Given problem: Update the listing below by changing "Entity to detect" to "Target object" throughout, with every other line left unchanged.
-- Given records start --
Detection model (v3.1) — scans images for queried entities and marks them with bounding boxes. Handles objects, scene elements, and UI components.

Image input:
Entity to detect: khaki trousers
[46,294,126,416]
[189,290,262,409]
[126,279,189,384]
-- Given records end --
Completed task:
Detection model (v3.1) — scans images for queried entities and marks them with bounding boxes. Handles objects, scene elements, and UI components.

Image input:
Target object: khaki trousers
[46,294,126,416]
[189,290,262,409]
[126,279,189,384]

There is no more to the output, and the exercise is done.